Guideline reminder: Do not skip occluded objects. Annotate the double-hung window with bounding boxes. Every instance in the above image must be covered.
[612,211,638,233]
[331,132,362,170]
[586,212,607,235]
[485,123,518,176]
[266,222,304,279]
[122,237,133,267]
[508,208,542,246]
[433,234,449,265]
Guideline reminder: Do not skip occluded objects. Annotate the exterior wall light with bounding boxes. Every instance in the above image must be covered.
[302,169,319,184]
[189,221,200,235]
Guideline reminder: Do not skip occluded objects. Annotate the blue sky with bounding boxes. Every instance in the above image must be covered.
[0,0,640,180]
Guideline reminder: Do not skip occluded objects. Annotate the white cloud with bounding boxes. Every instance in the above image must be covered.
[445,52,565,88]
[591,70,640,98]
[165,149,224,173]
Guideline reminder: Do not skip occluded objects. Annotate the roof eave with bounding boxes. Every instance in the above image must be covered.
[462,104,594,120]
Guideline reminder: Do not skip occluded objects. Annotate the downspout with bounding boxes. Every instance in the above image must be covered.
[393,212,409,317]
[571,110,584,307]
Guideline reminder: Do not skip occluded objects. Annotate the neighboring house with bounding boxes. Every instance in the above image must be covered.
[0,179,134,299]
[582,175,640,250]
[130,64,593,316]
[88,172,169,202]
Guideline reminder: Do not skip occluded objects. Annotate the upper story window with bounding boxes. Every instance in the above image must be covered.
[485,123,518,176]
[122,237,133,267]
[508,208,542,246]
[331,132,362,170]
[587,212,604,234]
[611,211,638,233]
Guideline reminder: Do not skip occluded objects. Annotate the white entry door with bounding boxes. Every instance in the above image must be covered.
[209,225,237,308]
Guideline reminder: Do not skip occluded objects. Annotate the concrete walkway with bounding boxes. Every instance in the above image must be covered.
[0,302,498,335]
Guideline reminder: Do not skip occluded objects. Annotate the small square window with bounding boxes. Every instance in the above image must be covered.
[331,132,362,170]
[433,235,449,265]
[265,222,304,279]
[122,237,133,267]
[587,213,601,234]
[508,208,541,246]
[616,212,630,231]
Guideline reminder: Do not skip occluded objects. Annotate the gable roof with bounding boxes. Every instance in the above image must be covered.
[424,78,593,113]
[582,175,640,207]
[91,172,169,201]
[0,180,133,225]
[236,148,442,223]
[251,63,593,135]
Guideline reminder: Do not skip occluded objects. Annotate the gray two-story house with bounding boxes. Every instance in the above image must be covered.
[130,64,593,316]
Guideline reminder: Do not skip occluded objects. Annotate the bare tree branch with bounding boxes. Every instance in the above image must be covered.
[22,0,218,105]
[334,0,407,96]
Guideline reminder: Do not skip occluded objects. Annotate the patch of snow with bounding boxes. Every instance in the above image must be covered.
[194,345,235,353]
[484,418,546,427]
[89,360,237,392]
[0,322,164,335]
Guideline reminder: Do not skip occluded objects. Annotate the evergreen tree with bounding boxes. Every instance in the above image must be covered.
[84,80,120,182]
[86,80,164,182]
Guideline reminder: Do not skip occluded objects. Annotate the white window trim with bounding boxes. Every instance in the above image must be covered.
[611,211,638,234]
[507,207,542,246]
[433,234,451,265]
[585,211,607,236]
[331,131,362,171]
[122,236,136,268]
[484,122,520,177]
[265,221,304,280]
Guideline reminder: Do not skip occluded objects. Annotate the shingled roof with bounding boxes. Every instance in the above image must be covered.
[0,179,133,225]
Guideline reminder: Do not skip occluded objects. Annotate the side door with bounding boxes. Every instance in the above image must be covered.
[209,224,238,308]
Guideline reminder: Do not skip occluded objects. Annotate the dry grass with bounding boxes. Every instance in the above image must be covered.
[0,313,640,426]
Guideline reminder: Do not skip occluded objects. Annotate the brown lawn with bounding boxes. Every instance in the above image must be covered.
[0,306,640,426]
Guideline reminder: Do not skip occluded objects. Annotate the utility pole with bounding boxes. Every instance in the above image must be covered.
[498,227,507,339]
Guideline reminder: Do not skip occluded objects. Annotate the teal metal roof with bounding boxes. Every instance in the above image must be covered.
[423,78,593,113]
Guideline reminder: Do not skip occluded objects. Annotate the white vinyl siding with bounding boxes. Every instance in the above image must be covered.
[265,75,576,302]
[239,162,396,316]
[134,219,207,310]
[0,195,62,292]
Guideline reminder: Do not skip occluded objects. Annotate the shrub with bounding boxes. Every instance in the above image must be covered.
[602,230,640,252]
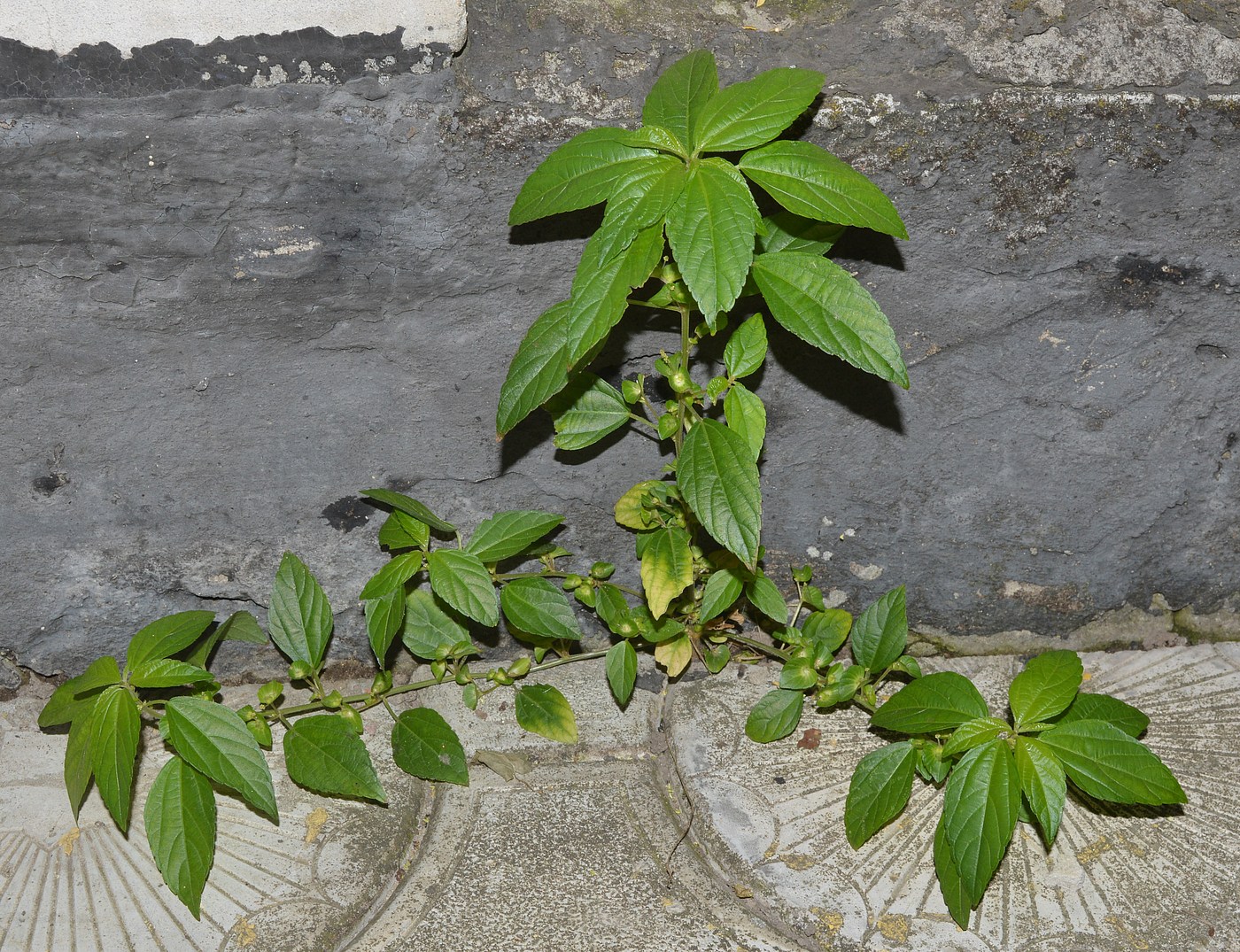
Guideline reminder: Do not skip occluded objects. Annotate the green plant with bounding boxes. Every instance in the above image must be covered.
[40,52,1183,921]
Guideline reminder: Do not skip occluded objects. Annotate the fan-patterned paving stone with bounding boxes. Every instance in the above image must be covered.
[666,645,1240,952]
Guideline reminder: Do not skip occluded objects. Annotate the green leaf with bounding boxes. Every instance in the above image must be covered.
[607,641,638,707]
[1008,651,1084,728]
[723,313,766,379]
[801,608,853,654]
[125,611,216,668]
[267,552,332,670]
[1016,738,1067,849]
[359,549,425,601]
[38,655,120,728]
[1038,720,1188,806]
[694,68,825,152]
[723,383,766,460]
[508,127,655,226]
[284,714,387,803]
[360,490,456,533]
[698,567,745,623]
[667,159,760,320]
[739,142,909,238]
[676,421,763,569]
[465,509,564,562]
[379,509,430,552]
[852,585,909,672]
[515,685,577,744]
[546,373,629,450]
[598,155,686,261]
[427,549,500,627]
[400,589,474,661]
[366,586,406,668]
[757,212,847,255]
[90,685,143,833]
[641,50,719,149]
[129,658,214,688]
[745,569,787,624]
[754,252,909,388]
[563,224,663,367]
[65,695,98,823]
[143,756,216,918]
[745,688,805,744]
[942,717,1011,757]
[161,697,280,823]
[869,670,989,734]
[500,577,582,641]
[942,739,1020,906]
[495,301,570,437]
[934,815,973,928]
[844,740,917,849]
[391,708,469,787]
[1058,694,1150,738]
[641,525,694,618]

§ PROBLEM DETAILS: Copy the data from its first line through the line with "[433,234,449,265]", requests included, and give only those lines. Scale every bounding box coordinate by 0.75 and round it to a whole number, with halves going up, but leave the requests as they are.

§ ANSWER TO THE TASK:
Guideline reminder: Do not skip occluded objects. Annotate the double-hung window with bounding boxes. Every instance in the above image must be covered.
[459,158,479,175]
[248,99,272,128]
[440,159,455,176]
[364,92,389,132]
[200,167,228,209]
[92,178,100,200]
[381,156,407,185]
[325,176,337,199]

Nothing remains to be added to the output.